SS-1, assembled (left). Open two semispheres (right).

Since SS-1, about 8378 satellites were launched to year 2018 [6]. Early satellite launches were extraordinary events and demonstrated tremendous achievement of the launched state, the USSR (4 Oct. 1957, SS-1), the USA (31 Jan. 1958, Explorer 1) and Canada (29 Sep. 1962, Alouette, launched by Thor-Agena, a US two-stage rocket), but with time, satellite launches became ordinary and usually pursue a certain military or civil mission.

Among the civil missions (satellites), the following types can be determined as already conventional: navigation, communication, Earth observation, scientific, geophysics and geodetic, technology demonstration and developers training. These satellites are usually equipped with a kind of payload system(s) (radio/TV transmitter/transducer, radar, telescope or different scientific instrument, etc.) to perform certain dedicated space mission(s). For example, the first Canadian Earth observation satellite RADARSAT-1 (Nov 4, 1995–May 10, 2013; Figure 3) was equipped with a side-looking synthetic aperture radar (SAR) on board the International Space Station (November 1998, ISS; Figure 4) was installed a Canadian robotic arm for its assembling and maintenance.

Figure 3.

The first Canadian earth observation satellite RADARSAT-1.

Figure 4.

International Space Station (ISS).

According to the satellite altitude (h), their orbits can be classified as low-altitude (LEO), 200–2000 km; medium-altitude (MEO), 5000–20,000 km; and high-altitude (HEO), h > 20,000 km; according to eccentricity as: close to circular e < 0.01; elliptical 0.01 < e < 0.3; highly elliptical 0.3 < e < 0.8.

There are satellites with special type of orbit such as polar (i = 90 deg), equatorial geostationary (GEO, i = 0 and h = 35,800 km) and Sun-synchronous provide orbital precession equal to Sun annual rate (i depends on satellite period) (Figure 5).

• Recorded data
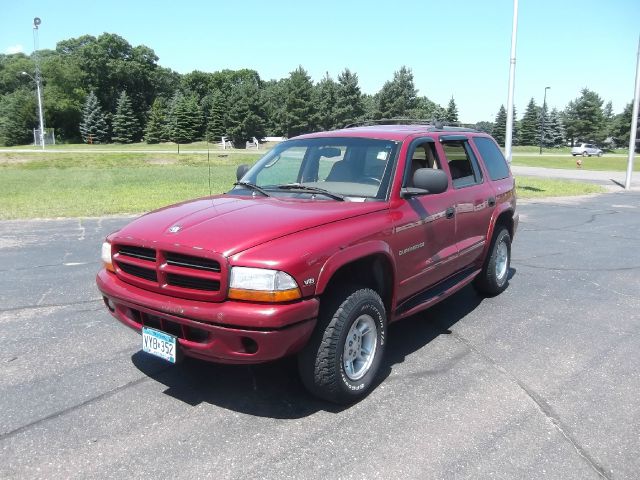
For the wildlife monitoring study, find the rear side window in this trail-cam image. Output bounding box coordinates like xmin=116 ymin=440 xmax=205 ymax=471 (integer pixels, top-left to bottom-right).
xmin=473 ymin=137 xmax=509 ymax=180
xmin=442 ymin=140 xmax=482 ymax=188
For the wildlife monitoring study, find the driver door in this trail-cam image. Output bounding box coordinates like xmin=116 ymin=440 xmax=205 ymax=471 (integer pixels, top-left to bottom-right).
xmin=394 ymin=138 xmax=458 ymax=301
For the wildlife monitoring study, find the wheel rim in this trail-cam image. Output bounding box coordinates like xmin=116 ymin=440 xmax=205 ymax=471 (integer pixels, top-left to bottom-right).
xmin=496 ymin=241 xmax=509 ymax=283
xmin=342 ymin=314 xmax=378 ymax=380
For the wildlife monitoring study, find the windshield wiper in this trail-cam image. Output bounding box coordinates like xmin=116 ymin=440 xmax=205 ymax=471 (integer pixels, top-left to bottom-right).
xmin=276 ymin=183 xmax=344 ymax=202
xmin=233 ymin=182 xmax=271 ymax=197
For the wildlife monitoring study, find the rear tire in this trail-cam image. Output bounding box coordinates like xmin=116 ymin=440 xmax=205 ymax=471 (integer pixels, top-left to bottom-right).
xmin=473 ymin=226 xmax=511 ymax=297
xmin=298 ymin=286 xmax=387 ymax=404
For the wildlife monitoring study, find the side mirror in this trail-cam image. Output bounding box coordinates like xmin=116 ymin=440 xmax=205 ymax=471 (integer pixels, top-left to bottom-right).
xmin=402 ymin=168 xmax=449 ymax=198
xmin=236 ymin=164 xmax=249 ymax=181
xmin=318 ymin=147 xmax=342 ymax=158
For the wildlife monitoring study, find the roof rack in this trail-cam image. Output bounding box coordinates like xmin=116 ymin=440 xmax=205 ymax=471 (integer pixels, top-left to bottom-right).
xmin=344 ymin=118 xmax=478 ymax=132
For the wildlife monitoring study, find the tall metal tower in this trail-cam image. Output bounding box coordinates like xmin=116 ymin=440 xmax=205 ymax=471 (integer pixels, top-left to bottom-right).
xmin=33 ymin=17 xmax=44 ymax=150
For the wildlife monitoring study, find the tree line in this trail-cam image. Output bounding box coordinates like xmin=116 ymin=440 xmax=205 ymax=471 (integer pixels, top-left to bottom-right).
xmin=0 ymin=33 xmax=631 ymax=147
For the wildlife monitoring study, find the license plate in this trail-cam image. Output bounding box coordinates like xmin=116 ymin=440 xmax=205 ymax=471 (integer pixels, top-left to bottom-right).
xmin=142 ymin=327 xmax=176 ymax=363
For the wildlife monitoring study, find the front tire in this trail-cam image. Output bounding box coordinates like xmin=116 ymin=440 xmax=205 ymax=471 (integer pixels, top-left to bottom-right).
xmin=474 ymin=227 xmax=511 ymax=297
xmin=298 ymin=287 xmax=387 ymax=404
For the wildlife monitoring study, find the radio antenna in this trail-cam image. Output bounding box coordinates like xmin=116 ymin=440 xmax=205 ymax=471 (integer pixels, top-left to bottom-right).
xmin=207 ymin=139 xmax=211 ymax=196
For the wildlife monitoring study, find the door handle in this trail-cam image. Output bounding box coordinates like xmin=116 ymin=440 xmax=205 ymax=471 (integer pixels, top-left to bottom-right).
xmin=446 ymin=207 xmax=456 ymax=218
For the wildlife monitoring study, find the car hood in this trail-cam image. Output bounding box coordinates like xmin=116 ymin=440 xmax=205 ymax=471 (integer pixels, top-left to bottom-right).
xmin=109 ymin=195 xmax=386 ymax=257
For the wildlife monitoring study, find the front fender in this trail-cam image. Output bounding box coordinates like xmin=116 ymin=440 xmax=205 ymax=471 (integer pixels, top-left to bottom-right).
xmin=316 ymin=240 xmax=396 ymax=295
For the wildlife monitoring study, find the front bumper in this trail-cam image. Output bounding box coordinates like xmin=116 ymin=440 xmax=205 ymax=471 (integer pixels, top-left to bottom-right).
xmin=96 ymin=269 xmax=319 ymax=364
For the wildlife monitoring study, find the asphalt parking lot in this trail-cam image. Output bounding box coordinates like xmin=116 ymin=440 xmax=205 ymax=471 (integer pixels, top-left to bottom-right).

• Given instruction
Answer these from the satellite text:
(a) On what date was Explorer 1 launched?
(b) What altitude range is given for medium-altitude orbits (MEO)?
(c) What inclination and altitude are stated for an equatorial geostationary orbit?
The listing was taken from a different source than the satellite text.

• Worked solution
(a) 31 Jan. 1958
(b) 5000–20,000 km
(c) i = 0 and h = 35,800 km